--- GIVEN ENTRIES ---

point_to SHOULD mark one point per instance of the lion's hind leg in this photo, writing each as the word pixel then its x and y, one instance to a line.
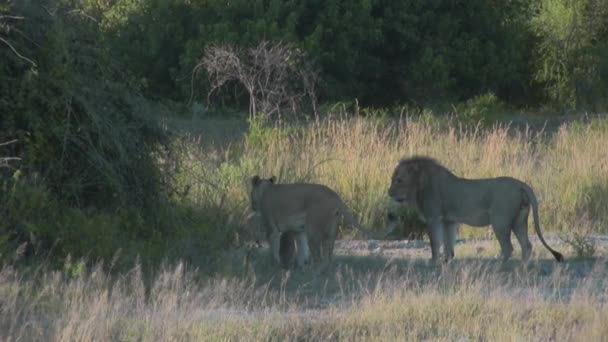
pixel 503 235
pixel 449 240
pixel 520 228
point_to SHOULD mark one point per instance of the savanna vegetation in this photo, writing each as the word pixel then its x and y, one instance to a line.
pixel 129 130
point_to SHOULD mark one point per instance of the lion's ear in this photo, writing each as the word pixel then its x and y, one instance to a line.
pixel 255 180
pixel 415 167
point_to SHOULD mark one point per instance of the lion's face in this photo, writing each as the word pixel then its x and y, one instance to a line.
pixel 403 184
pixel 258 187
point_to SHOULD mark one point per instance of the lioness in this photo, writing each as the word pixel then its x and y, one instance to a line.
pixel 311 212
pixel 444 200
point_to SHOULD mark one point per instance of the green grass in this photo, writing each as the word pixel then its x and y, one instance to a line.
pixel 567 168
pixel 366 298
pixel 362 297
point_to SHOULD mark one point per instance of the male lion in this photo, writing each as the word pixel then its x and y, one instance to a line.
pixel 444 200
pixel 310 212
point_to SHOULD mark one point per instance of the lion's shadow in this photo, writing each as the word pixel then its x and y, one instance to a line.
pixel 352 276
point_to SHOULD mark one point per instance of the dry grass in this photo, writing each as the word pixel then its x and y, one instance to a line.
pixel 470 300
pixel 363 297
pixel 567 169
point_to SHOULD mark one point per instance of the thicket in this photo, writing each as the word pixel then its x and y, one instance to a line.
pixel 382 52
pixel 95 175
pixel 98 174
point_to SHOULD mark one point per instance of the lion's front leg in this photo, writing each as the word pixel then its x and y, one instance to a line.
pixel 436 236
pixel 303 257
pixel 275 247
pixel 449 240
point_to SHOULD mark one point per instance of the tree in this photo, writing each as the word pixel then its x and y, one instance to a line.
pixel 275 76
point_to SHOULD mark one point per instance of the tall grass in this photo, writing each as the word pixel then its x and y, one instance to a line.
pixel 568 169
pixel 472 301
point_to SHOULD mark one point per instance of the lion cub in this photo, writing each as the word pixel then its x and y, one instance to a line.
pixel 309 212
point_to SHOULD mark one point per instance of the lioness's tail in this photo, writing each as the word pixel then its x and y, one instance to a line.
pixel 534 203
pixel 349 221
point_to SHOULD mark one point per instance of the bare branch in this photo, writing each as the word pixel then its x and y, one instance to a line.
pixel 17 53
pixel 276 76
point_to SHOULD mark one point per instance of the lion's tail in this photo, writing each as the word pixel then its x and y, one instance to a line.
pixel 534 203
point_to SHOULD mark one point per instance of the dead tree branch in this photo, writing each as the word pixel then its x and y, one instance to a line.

---

:: OBJECTIVE ::
Repeat every entry above word for word, and leave the pictures out.

:: TASK RESPONSE ::
point_to SHOULD mark one point per instance of the lion's hind leg in this photo, writing each as the word pixel then its x and y, one instance to a line.
pixel 503 235
pixel 449 240
pixel 520 228
point_to SHOULD mark one point per instance of the savanna vegetation in this photo, writing each as the word pixel then its x and y, one instance to a line.
pixel 129 130
point_to SHOULD mark one point per instance of the lion's ear in this photo, writing each as the word pixel then its x and y, one instance to a line.
pixel 255 180
pixel 415 167
point_to SHOULD mark one point per instance of the lion's face in this photo, writing each as the word pixel then its x and y, one instance to a line.
pixel 403 184
pixel 258 187
point_to SHOULD mark one point per instance of the lioness in this photo, writing each as the word pixel then its x and y, one instance to a line.
pixel 311 212
pixel 444 200
point_to SHOULD mark one point per instance of the green grass in this photo, writing each as the word pixel then its x and y, one instance to a line.
pixel 567 168
pixel 366 298
pixel 362 297
point_to SHOULD mark one point per instance of the male lion in this photo, writing each as the word pixel then its x and y, one instance to a line.
pixel 444 200
pixel 310 212
point_to SHOULD mark one point per instance of the lion's shadow in this photo, writing each as the word pixel then its x and y, one instance to a line.
pixel 352 276
point_to SHOULD mark one point per instance of the dry grass in this photo, writing each as the word pixel then its x and y, one instance to a line.
pixel 470 300
pixel 363 297
pixel 567 169
point_to SHOULD mark one point per instance of the thicket in this photo, writing each as the word pixel then its x and y, one instance to a line.
pixel 382 52
pixel 95 175
pixel 98 174
point_to SHOULD mark one point per instance of the lion's front leg in this photo, writing each as the word pixel then its x and y, one instance to a line.
pixel 436 236
pixel 303 257
pixel 275 247
pixel 449 240
point_to SHOULD mark one point per instance of the tree in this photo, writing each as the word pixel then its x and y, one instance to a line.
pixel 275 76
point_to SHOULD mark one point per instance of the tall grass in this photo, writing each as the word pixel then its x and y, one instance to a line.
pixel 568 169
pixel 472 301
point_to SHOULD mark one point per instance of the lion cub in this photo, writing each as the word pixel then its x and y, one instance to a line.
pixel 309 212
point_to SHOULD mark one point per instance of the lioness's tail in this photo, writing each as the word pixel then its x and y, one instance to a line.
pixel 534 203
pixel 349 221
point_to SHOULD mark one point per instance of the bare branch in this photo, writing each as the word pixel then its x and y, one instance to a line.
pixel 17 53
pixel 276 76
point_to SHOULD mark one point per instance of the lion's tail in this photo, writing each as the word pixel then its x and y, one instance to a line.
pixel 534 203
point_to SHOULD mark one point per instance of the dead tree branch in this photo, writing each as the word pixel then its x and y, one instance to a line.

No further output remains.